April 5, 2012 / 4:22 PM / 6 years ago

EURO GOVT-Spain toils as debt worries escalate; Bunds rally

* Spanish bond yields rise, threaten fresh crisis bout
    * Bund yields hit a five-month low, break technical range
    * Italian auction in focus next week, strong auction key

    By William James	
    LONDON, April 5 (Reuters) - Spanish debt suffered for a
third straight session on Thursday as the hangover from a weak
debt auction earlier in the week stirred worries about the
country's ability to tackle its fiscal problems.	
    Demand for the safety and liquidity of German debt pushed
10-year yields to their lowest since early November and sent the
June Bund futures contract to a new high. 	
    Italian and Belgian debt yields also rose as the effect of
the flight from lower-rated bonds spread throughout the currency
    Ten-year Spanish yields rose by as much as 14 basis points
to hit 5.86 percent and were on course for their
biggest weekly rise in a month as Wednesday's below-par bond
sale continued to fuel selling.	
    "There's a lot of concern out there that Spanish lenders are
not taking down the supply from Spain at the same pace as they
used to in the first quarter," said Gianluca Ziglio, strategist
at UBS in London.	
    "The key is now going to be the next (Spanish) auction on
the 19th as confirmation of this trend of weakening capacity to
absorb supply by the Spanish banks."	
    Longer-term concerns over Spain flared up earlier this year
when Madrid loosened deficit-cutting targets, and followed up
with a budget plan that would push public debt to its highest
level in 22 years, leaving investors unimpressed.

→ **EXCERPTED RECORDS**:
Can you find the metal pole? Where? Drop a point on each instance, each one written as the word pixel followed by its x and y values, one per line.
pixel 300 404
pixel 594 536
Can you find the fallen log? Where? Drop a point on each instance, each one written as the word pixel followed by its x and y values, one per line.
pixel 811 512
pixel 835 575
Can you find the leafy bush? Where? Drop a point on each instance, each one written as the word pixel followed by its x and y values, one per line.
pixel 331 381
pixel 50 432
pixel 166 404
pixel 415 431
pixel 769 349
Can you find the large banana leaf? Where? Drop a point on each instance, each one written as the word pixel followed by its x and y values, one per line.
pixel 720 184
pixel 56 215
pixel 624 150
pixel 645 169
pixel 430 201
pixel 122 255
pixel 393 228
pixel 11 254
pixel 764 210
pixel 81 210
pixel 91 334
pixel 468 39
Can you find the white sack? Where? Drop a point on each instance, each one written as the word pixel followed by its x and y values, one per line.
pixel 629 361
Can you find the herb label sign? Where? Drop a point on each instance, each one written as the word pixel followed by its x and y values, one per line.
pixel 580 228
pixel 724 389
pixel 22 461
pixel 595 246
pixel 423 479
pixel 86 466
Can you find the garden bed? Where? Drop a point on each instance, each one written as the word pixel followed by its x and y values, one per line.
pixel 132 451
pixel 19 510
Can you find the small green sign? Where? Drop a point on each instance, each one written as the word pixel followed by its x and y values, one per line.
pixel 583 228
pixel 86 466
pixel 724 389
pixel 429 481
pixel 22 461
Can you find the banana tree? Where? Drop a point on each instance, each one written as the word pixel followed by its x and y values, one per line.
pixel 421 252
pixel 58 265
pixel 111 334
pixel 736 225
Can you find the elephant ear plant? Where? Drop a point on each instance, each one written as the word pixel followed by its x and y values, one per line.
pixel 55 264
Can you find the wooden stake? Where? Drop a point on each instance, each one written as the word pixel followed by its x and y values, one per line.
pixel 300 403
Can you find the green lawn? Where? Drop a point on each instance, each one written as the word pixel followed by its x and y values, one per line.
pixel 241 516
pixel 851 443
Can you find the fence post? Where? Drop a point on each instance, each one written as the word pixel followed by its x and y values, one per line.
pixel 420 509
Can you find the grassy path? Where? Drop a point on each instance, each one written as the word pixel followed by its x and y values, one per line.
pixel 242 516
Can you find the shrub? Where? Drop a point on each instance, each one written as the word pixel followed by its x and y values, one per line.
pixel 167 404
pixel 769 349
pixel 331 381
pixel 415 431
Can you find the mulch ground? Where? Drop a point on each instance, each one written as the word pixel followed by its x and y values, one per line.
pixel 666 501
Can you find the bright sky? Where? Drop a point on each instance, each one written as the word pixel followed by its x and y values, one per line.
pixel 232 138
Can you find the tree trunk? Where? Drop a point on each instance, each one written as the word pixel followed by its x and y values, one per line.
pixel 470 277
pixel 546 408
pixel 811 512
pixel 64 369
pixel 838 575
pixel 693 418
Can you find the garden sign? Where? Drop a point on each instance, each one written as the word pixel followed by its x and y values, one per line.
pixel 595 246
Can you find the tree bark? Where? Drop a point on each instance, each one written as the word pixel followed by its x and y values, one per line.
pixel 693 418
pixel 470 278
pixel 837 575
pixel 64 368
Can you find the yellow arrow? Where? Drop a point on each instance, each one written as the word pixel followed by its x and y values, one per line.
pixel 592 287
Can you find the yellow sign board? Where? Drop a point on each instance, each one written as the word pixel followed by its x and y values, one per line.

→ **WHAT IS ASKED**:
**A)** According to the Spanish debt article, what level did 10-year Spanish yields reach?
**B)** Write the next few paragraphs of the Spanish debt article, picking up after its final sentence.
The lines above are separate material and are unrelated to the Spanish debt article.

→ **ANSWERS BY TASK**:
**A)** 5.86 percent.

**B)**
    "There are structural factors behind this climate in the
market. Spain is in a difficult situation because the budget
they tried to implement is for a large part composed of one-off
measures," said Chiara Manenti, fixed income strategist at
Intesa SanPaolo.	
    German Bund futures settled 73 ticks higher on the day at
139.15 having earlier set a new record high for the June
contract at 139.38 and closing in on the all-time high
set by the March contract at 140.52.	
    The 10-year German yield sank to 1.72 percent,
down 8 bps on the day and threatening to sustain a break out of
the range that has survived two major tests since November. 	
    The Bund contract could prove volatile at Tuesday's open,
adjusting to any sharp moves in safe-haven bond markets after
the release of U.S. non-farm payrolls data on Friday when
European markets will be closed. European markets will also be
closed on Monday.	
    With a lack of growth at the heart of the euro zone's
problems, confirmation from the U.S. data that the outlook for
the world's largest economy remains upbeat could help allay
fears that a global slowdown will add to European problems. 	
    "Data in the U.S. is far from signalling a slowing down of
the economic cycle. I suspect strong U.S. data could remain
quite supportive for the whole euro area," Manenti said.	
    Looking ahead, in the absence of major economic releases
next week, focus will fall on Italy's sales of medium and
long-term debt to see if it can overcome negative sentiment and
improve on an unconvincing set of BTP auctions last week.	
    However, even if Italy clears that hurdle and Spanish bonds
stabilise in the absence of further budgetary news, the looming
French elections mean the likelihood of a selloff in core German
debt looks remote.	
    France sailed through an auction of bonds worth 8.4 billion
euros on Thursday, but yields rose going into the sale. As the
presidential election approaches analysts expect Paris to face
greater scrutiny over its long-term plans to generate growth and
reduce debt.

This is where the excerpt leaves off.